**Provided passage:**
We Need to Go Backwards on Contract Tracing

Regular followers of my cataloging the COVID-19 statistics for D.C. will know that I routinely argue that we still don’t understand the specifics of COVID-19 transmission in D.C.:

Despite being months into the pandemic, we still don’t understand how spread is happening in D.C. We can repeat certain generalizations and bromides about particular activities, but what we need are cases that have been examined in detail, followed by communication of those cases to the public. Unless we believe–with absolutely no evidence to do so–that the transmission of SARS-CoV2 is fundamentally different in D.C., we are missing superspreading events. It’s tempting to joke about the White House Covidpalooza, but, were it not for leaks to the press, it’s doubtful our current system would have identified those cases either, other than (possibly) as another unknown rise in cases.

**Parts of the exercise:**
a) Say whether each statement agrees with the contract tracing passage. Answer yes or no, quoting the words that decide it. (i) The writer holds that transmission of SARS-CoV2 is fundamentally different in D.C. (ii) The writer says what is needed are cases examined in detail and then communicated to the public. (iii) The writer is confident the current system would have identified the White House cases without press leaks.
b) Please extend the contract tracing passage, starting right after its last sentence.
The data below this line has no connection to the contract tracing passage.

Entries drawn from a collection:

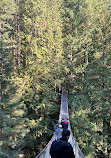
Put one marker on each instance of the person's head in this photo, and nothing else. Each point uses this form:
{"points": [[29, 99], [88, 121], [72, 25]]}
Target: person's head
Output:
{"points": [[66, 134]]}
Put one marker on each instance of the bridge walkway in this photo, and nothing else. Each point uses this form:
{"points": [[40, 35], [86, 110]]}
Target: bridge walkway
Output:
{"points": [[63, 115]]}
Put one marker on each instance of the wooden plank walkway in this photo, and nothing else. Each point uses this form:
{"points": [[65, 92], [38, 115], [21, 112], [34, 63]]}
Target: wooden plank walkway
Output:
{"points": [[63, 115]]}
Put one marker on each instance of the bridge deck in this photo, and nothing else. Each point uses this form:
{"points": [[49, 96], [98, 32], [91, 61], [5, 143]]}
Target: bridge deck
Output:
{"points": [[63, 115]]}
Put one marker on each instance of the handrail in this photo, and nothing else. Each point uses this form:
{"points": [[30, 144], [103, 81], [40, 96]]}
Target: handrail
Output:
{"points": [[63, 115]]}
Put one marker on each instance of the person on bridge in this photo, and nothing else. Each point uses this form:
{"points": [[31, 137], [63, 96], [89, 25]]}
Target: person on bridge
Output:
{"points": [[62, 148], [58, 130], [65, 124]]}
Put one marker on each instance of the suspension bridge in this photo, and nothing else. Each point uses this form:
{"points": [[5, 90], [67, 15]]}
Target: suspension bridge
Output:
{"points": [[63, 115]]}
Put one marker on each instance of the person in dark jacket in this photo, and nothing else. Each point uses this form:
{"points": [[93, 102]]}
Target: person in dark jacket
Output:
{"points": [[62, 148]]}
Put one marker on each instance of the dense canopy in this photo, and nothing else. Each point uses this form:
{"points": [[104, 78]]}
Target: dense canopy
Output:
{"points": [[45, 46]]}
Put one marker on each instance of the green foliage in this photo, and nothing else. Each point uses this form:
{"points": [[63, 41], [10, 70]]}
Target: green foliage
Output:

**Activity answers:**
a)
(i) No: "Unless we believe–with absolutely no evidence to do so–that the transmission of SARS-CoV2 is fundamentally different in D.C., we are missing superspreading events."
(ii) Yes: "what we need are cases that have been examined in detail, followed by communication of those cases to the public."
(iii) No: "it’s doubtful our current system would have identified those cases either"

b)
What the city must do is refocus some of its contact tracers and rapid testing capability to dive in deep into a case. Find out where this person shops for groceries and other supplies–and test everyone there. Do they take the bus? Find everyone who was on the bus with them. Are there other stores, restaurants, and other indoor activities where this patient has spent time? Trace and test people there. Are people supposedly in quarantine actually in quarantine? Run one of these cases down until there are no more threads. Some will be busts, but it’s likely you’ll eventually stumble across a superspreading event.

Without details of the natural history of transmission, we simply do not know which restrictions can be loosened and which should be tightened.

That is, we need backwards contact tracing (boldface mine):

In COVID-19 and many infectious diseases, most people don’t infect anyone else. A small percentage of people cause most of the transmission….

Paying attention to superspreading events is also important for contact tracing…

If you find out someone has COVID-19, you can trace their contacts and test or quarantine them. But there is a high likelihood they didn’t infect a single other person.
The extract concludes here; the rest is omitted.